Written task →
Take the material below and write it all out again exactly.

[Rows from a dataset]
┌────────

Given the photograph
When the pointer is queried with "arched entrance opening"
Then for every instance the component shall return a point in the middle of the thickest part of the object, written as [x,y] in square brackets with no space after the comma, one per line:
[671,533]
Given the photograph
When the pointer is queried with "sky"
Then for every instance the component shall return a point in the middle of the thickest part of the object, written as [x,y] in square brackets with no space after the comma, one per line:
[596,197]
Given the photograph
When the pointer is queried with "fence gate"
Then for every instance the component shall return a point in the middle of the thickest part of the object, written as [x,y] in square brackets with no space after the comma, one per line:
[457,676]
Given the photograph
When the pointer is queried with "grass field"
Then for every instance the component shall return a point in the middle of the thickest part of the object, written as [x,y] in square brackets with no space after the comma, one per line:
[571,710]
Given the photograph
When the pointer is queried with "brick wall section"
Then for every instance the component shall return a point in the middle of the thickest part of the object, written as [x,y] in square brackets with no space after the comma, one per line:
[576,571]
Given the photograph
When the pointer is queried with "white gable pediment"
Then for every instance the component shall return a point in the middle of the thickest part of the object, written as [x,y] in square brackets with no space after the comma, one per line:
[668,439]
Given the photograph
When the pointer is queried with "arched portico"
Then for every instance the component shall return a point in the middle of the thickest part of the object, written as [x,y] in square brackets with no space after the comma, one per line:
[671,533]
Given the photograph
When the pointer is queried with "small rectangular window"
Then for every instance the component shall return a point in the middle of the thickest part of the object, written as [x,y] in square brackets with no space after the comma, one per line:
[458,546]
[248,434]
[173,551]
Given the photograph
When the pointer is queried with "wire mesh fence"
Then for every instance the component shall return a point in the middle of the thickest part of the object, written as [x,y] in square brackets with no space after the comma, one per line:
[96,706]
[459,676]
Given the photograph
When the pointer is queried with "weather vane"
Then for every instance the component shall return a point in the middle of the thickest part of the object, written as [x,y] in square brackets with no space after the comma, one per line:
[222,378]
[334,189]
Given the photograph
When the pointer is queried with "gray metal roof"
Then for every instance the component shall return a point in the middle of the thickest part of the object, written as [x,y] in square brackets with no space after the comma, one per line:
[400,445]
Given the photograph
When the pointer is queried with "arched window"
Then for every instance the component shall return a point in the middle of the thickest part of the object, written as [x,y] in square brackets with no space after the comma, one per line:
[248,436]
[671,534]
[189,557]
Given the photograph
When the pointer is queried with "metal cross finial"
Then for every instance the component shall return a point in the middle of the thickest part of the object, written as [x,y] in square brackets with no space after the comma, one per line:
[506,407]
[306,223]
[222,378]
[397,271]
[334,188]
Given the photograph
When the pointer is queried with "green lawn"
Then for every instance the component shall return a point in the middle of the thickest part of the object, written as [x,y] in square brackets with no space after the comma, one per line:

└────────

Task result →
Given the photograph
When the pointer is queried with "arched entrance opening"
Then for every instance the component shall return a point in the middle of the thickest part of the object, written as [x,y] in square brackets with no space after the comma, one per line:
[671,533]
Given the photograph
When the pointer is queried with "sky"
Then for every instance the component shall return a point in the middle of the thickest part of the object, written as [x,y] in square brackets with no space after the comma, one per line:
[596,197]
Given the photograph
When the pointer is queried with "fence gate"
Then for every instance the component shall return a point in the middle of the thickest part of the object, written as [x,y] in square brackets with no space after the comma, one per line:
[457,676]
Given the photograph
When the pointer is queried with "grass field"
Then for every instance the component shall return a point in the middle of the thickest part of the object, written as [x,y] in square brackets with no space after the comma, one per line:
[571,710]
Given the photograph
When the pointer is queried with "brick wall section"
Then for every instance the component shall return a point in the middle of the thickest part of the object, written as [x,y] in square brackets with no space after the comma, one per line:
[576,571]
Given the photograph
When the pointer is queried with "white gable pediment"
Then for every instance the component shall return a point in the middle of the thickest part of the object, written as [x,y] in square brackets with no space after the comma, one per line:
[668,439]
Given the photograph
When the pointer is queried with "arched portico"
Then for every instance the component shall return a point in the middle of the thickest part of the object, written as [x,y] in square brackets with no space after the comma, one per line:
[671,533]
Given the photograph
When the pointer is queried with "small rectangular window"
Then for every instance the component shall return a point in the middle of the thickest part of the object, written as [x,y] in square brackets with no space after the comma, one per line:
[458,546]
[248,434]
[173,551]
Given the photograph
When the pointer is queried with "wire mesh fence"
Then for every instance the component shall return a point in the middle of the thickest part of the object, written as [x,y] in square brackets with no space after the comma, one per line:
[96,706]
[459,676]
Given the photograph
When the pointer is queried with "weather vane"
Then for every instance the component shall return a point in the middle of the thickest part of the object, written as [x,y] in square brackets with no space after the comma, one per line:
[222,378]
[334,189]
Given the photograph
When the pointer is queried with "gray metal roof"
Then for every instance the component shall return a point in the middle of the thickest part of the object, written as [x,y] in square brackets with no space after the comma, one per line:
[400,445]
Given the photograph
When the pointer is queried with "arched window"
Then for every instance the component shall return a point in the middle of the thickest part of the object, written as [x,y] in square brackets with no space after the comma, one per line:
[248,436]
[671,534]
[189,557]
Given the photograph
When the pointer is queried with "metal cross finial"
Then for every instance the component shall return a point in the middle of the thickest part of the object, written as [x,y] in square brackets with no space after the comma, one per line:
[506,407]
[306,223]
[222,378]
[397,271]
[334,188]
Given the photograph
When the pointer is queried with "green lawn"
Then for every instance the component shall return a point in the middle of the thickest part of the object, written as [x,y] in square brackets with no space after the comma, one per line:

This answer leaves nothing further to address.